◆ Direction
Copy every one of the following records word for word, leaving each line unchanged.

◆ Exercise material
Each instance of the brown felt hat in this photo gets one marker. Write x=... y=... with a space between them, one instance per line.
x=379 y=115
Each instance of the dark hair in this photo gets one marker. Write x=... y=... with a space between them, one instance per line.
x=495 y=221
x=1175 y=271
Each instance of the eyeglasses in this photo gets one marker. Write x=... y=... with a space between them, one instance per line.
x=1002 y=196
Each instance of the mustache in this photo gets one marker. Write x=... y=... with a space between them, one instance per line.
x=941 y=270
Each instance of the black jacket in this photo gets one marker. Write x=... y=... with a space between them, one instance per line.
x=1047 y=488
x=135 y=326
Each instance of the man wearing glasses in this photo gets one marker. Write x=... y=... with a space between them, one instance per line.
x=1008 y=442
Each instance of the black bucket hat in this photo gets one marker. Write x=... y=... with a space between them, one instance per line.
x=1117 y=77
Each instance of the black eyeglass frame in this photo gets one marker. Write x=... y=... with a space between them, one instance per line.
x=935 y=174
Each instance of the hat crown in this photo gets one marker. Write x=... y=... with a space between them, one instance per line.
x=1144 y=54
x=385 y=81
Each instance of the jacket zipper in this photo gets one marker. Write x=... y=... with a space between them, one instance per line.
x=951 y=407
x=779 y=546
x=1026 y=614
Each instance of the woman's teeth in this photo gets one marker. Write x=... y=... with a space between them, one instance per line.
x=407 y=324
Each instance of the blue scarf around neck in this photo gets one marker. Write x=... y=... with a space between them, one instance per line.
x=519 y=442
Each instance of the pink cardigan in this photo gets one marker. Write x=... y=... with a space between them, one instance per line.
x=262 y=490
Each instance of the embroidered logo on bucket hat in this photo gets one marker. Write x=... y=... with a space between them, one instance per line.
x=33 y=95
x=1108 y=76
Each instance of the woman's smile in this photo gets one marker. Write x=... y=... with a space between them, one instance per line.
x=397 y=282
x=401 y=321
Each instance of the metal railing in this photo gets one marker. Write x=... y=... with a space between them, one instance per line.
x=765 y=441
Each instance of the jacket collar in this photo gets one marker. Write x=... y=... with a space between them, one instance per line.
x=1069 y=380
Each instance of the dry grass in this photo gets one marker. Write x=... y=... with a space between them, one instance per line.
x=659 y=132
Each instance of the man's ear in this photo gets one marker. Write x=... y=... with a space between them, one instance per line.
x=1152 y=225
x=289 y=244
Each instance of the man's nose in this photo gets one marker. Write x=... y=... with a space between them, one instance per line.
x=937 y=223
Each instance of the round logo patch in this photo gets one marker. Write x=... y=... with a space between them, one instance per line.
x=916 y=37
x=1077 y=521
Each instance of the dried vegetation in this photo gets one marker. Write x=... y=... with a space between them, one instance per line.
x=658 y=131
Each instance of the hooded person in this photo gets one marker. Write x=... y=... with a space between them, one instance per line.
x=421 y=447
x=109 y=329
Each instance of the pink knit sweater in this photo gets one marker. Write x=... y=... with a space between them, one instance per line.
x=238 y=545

◆ Response
Each instance of the brown felt hat in this photo gets one marker. Write x=... y=... with a space between them, one instance per line.
x=379 y=115
Each instance of the dark hair in this photo gets one marker. Write x=... y=... with a space between them, one instance per line.
x=495 y=221
x=1175 y=271
Each instance of the eyeglasses in this photo gets one marker. Write x=... y=... with a space between them, one instance per line.
x=1002 y=196
Each instance of the mustache in this photo gets one marker. Write x=... y=... with a space between them, one instance per line.
x=941 y=270
Each instance of the black jacket in this photo gets one marker. Write x=... y=... with a space between them, one instance per line.
x=1047 y=488
x=135 y=326
Each instance of the man wearing glasses in this photo gets one marker. Write x=... y=... with a space between them, one instance per line.
x=1008 y=442
Each instance of the black bucket hat in this photo gets one marker. Write x=... y=... with a space between them, one instance per line.
x=1117 y=77
Each instance of the black eyeglass frame in this photo gets one marker. Write x=... y=... with a space between them, one instance per line.
x=935 y=174
Each instance of the hat crown in this photo gets one marker. Write x=... y=... with a space between them, one instance per line.
x=1144 y=54
x=385 y=81
Each instance of the jacket zipper in this photo gets one marker. Write x=... y=... with a space between them, one instance per line.
x=951 y=407
x=779 y=546
x=1026 y=614
Each instance of the woman's teeth in this photo gets one marker. Write x=... y=... with a space between them, one instance per line.
x=407 y=324
Each instance of the blue scarf around neck in this photo gets one marker. Write x=... y=... with a space between them, one instance per line.
x=519 y=442
Each instance of the pink cardigan in this photo gets one marker. Write x=... y=... with a space between them, one instance per line.
x=262 y=490
Each instance of the embroidered logo on bucket hat in this photo gets one marker. Write x=... y=... with a space between them, one instance per line.
x=33 y=95
x=1108 y=76
Each instance of the woman's smile in this photo gets one marker. Write x=... y=... with a space between them, one instance per line.
x=397 y=282
x=401 y=321
Each instance of the metal railing in this photo gets one marker. Write x=... y=... with a space between them, one instance per line.
x=765 y=441
Each instance of the jacket collar in this photo gets one marker. Write x=... y=... with a space between them, one instance per line.
x=1069 y=380
Each instance of the dry grass in this photo gets one marker. Write x=... y=... with a space between them, one instance per line.
x=659 y=132
Each instance of the man's ear in this photo gets one marker. Write x=... y=... with a space between them, one instance per line.
x=1152 y=225
x=289 y=244
Each instance of the man's nose in this photo gets one marker. Write x=... y=... with a space between them, one instance per line.
x=937 y=223
Each instance of the round logo patch in this photo gets one marker. Write x=... y=... with a space between them, one instance per line.
x=916 y=37
x=1077 y=521
Each instance of the dried vegetation in this photo gets one marker. Write x=... y=... with a space between them, one instance per line.
x=658 y=131
Each instance of the hooded person in this photo gets one marker. Write x=... y=... with a space between them, one instance per line.
x=421 y=447
x=109 y=329
Each instance of the pink knit sweater in this photo gets one marker. Write x=... y=... with a space between them, one instance per line.
x=238 y=545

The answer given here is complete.